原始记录

---

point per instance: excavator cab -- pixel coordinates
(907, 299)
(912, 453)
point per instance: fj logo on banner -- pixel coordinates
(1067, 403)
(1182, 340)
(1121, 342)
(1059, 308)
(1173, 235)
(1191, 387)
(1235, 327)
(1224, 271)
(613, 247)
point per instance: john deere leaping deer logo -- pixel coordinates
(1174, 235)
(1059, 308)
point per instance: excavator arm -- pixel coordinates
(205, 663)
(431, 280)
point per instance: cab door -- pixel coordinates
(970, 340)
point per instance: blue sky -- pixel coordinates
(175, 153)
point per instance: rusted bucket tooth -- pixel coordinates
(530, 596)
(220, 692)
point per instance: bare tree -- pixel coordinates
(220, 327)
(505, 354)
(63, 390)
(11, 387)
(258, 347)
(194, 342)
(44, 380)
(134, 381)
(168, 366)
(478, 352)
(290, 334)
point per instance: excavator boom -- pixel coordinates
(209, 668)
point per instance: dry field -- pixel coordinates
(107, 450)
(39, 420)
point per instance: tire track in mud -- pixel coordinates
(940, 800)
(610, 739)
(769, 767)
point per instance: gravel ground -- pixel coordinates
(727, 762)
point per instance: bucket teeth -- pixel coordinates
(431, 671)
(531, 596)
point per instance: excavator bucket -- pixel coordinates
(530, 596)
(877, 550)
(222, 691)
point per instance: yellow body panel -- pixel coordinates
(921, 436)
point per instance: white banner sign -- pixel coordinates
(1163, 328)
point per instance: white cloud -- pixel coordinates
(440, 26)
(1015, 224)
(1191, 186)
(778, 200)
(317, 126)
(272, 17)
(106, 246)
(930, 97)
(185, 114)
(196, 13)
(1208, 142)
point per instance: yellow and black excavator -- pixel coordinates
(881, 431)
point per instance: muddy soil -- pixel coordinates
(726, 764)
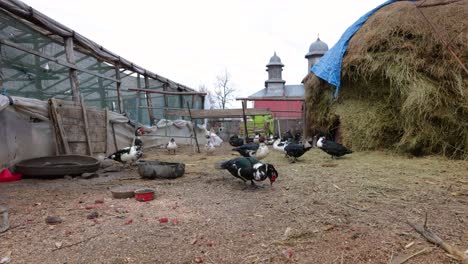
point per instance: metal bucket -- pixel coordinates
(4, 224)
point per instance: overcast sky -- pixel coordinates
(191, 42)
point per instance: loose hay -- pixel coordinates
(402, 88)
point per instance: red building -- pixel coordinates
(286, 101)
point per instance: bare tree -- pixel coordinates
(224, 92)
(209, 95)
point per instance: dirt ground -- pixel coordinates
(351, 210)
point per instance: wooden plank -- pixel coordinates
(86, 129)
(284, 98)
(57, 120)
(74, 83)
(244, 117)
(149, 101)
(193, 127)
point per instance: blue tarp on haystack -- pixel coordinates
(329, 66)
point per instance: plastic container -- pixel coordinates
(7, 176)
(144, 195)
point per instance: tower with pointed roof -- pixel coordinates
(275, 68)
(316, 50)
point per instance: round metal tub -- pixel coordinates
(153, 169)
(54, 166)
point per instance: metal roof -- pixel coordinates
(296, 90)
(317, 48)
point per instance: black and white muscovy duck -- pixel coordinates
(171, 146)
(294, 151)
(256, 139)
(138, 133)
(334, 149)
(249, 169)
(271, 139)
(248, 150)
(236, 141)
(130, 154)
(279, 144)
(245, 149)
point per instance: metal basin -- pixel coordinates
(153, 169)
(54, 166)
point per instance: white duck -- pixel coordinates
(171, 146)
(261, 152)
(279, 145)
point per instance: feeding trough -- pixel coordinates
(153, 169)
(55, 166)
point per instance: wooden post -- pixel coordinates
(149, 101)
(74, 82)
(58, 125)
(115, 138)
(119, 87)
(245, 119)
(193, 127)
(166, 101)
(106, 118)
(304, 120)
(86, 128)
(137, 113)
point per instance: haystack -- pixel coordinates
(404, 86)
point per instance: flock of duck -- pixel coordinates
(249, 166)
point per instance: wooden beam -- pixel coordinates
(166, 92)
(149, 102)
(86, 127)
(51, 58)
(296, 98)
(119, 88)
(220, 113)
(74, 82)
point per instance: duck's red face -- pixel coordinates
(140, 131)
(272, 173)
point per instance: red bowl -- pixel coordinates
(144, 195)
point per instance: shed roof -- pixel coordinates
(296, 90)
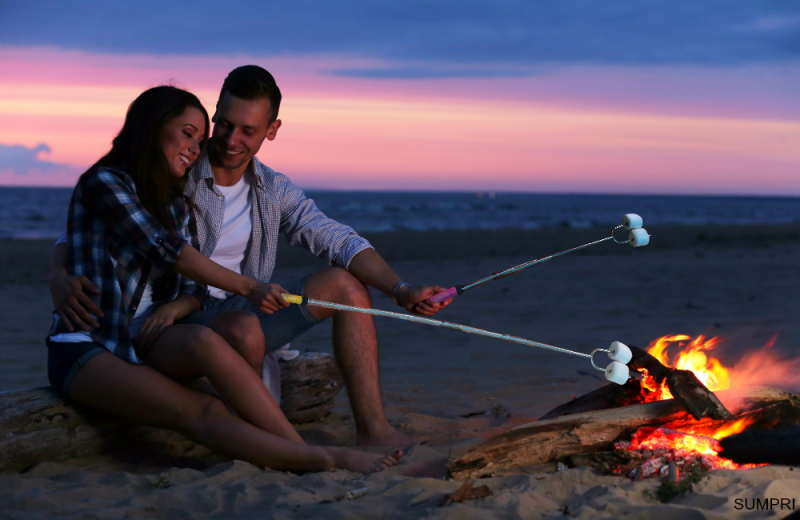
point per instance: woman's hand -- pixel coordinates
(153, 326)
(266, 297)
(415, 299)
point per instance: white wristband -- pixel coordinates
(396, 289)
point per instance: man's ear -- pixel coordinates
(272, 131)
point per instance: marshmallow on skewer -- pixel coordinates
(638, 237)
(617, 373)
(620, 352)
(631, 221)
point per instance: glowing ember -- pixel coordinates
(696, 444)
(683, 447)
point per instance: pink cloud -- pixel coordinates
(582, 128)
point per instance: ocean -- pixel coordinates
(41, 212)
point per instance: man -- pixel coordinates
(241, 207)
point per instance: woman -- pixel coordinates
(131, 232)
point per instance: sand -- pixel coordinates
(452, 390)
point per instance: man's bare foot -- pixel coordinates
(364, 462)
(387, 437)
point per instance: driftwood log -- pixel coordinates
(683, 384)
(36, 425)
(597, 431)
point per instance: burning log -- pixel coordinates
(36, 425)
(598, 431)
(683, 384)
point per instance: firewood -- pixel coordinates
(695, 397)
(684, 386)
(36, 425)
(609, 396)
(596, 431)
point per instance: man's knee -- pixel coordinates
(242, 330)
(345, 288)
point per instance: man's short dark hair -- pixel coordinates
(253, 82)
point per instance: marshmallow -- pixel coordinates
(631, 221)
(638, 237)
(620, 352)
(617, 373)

---

将上述全部材料逐行照原样重新列出，不作任何改动，答案中略去图片。

point per instance: excavator cab -- pixel coordinates
(907, 299)
(912, 453)
point per instance: fj logo on banner -- pixel coordinates
(1067, 403)
(1182, 340)
(1121, 342)
(1059, 308)
(1173, 235)
(1191, 387)
(1235, 327)
(1224, 271)
(613, 247)
point per instance: john deere leaping deer logo -- pixel coordinates
(1174, 235)
(1059, 308)
point per instance: excavator arm -- pixel coordinates
(205, 663)
(431, 280)
point per instance: cab door -- pixel coordinates
(970, 340)
point per instance: blue sky -- pixel coordinates
(175, 153)
point per instance: rusted bucket tooth -- pixel coordinates
(530, 596)
(220, 692)
point per instance: bare tree -- pixel coordinates
(220, 327)
(505, 354)
(63, 390)
(11, 387)
(258, 347)
(194, 342)
(44, 380)
(134, 381)
(168, 366)
(478, 352)
(290, 334)
point per instance: excavator boom -- pixel coordinates
(209, 668)
point per instance: dry field -- pixel coordinates
(107, 450)
(39, 420)
point per instance: tire track in mud -- pixel coordinates
(940, 800)
(610, 739)
(769, 767)
point per instance: gravel ground -- pixel coordinates
(727, 762)
point per instance: bucket teeth -- pixel coordinates
(431, 671)
(531, 596)
point per instance: excavator bucket -- pixel coordinates
(530, 596)
(877, 550)
(222, 691)
point per instance: yellow body panel -- pixel coordinates
(921, 436)
point per instance: white banner sign -- pixel coordinates
(1163, 328)
point per instance: white cloud -- pixel coordinates
(440, 26)
(1015, 224)
(1191, 186)
(778, 200)
(317, 126)
(272, 17)
(106, 246)
(930, 97)
(185, 114)
(196, 13)
(1208, 142)
point per instance: yellow and black excavator -- pixel coordinates
(881, 431)
point per instance: muddy soil -- pixel coordinates
(726, 764)
point per instance: metal bucket -- pixel coordinates
(4, 224)
point per instance: overcast sky -- pixel coordinates
(191, 42)
point per instance: loose hay -- pixel coordinates
(402, 88)
point per instance: red building -- pixel coordinates
(286, 101)
point per instance: bare tree -- pixel coordinates
(224, 92)
(209, 95)
point per instance: dirt ground -- pixel coordinates
(351, 210)
point per instance: wooden plank -- pixel coordinates
(86, 129)
(284, 98)
(57, 120)
(74, 83)
(244, 117)
(149, 101)
(193, 127)
point per instance: blue tarp on haystack -- pixel coordinates
(329, 66)
point per instance: plastic container -- pixel coordinates
(7, 176)
(144, 195)
point per instance: tower with pointed roof -- pixel coordinates
(275, 68)
(316, 50)
point per instance: round metal tub -- pixel coordinates
(153, 169)
(54, 166)
point per instance: metal roof -- pixel coordinates
(296, 90)
(317, 48)
point per instance: black and white muscovy duck -- pixel coordinates
(171, 146)
(294, 151)
(256, 139)
(138, 133)
(334, 149)
(249, 169)
(271, 139)
(248, 150)
(236, 141)
(130, 154)
(279, 144)
(245, 149)
point per instance: metal basin -- pixel coordinates
(153, 169)
(54, 166)
point per instance: white duck -- pixel coordinates
(171, 146)
(261, 152)
(279, 145)
point per instance: feeding trough -- pixel coordinates
(153, 169)
(55, 166)
point per instance: wooden post -- pixel coordinates
(149, 101)
(74, 82)
(58, 125)
(115, 138)
(119, 87)
(245, 119)
(193, 127)
(166, 101)
(106, 118)
(304, 120)
(86, 128)
(137, 113)
point per instance: haystack -- pixel coordinates
(404, 86)
point per instance: flock of duck -- pixel coordinates
(249, 166)
point per instance: wooden beam -- pixel coordinates
(166, 92)
(149, 102)
(86, 127)
(51, 58)
(296, 98)
(119, 88)
(220, 113)
(74, 82)
point per instance: duck's red face -- pixel coordinates
(140, 131)
(272, 173)
point per instance: red bowl -- pixel coordinates
(144, 195)
point per instance: shed roof -- pixel coordinates
(296, 90)
point per instance: woman's hand -- pixel coordinates
(153, 326)
(266, 297)
(415, 299)
point per instance: white wristband -- pixel coordinates
(396, 289)
point per instance: man's ear -- pixel coordinates
(272, 131)
point per instance: marshmallow on skewer -- pixel coordinates
(638, 237)
(617, 373)
(620, 352)
(631, 221)
point per instance: glowing ember -- pixel coordinates
(696, 444)
(683, 447)
point per instance: pink cloud -- pixel coordinates
(582, 128)
point per instance: ocean -- pixel coordinates
(41, 212)
point per instance: man -- pixel coordinates
(241, 207)
point per instance: woman -- pixel coordinates
(131, 232)
point per instance: sand -- pixel coordinates
(452, 390)
point per instance: man's bare foot -- pixel coordinates
(364, 462)
(387, 437)
point per instance: driftwood log -- pixel coordinates
(683, 384)
(36, 425)
(597, 431)
point per instance: burning log -- pixel coordinates
(36, 425)
(598, 431)
(683, 384)
point per instance: firewood -- pixel coordinates
(695, 397)
(684, 386)
(36, 425)
(609, 396)
(596, 431)
point per instance: man's knee -- pixel coordinates
(242, 330)
(345, 288)
point per instance: man's short dark hair -- pixel coordinates
(253, 82)
point per instance: marshmallow -- pixel coordinates
(631, 221)
(638, 237)
(620, 352)
(617, 373)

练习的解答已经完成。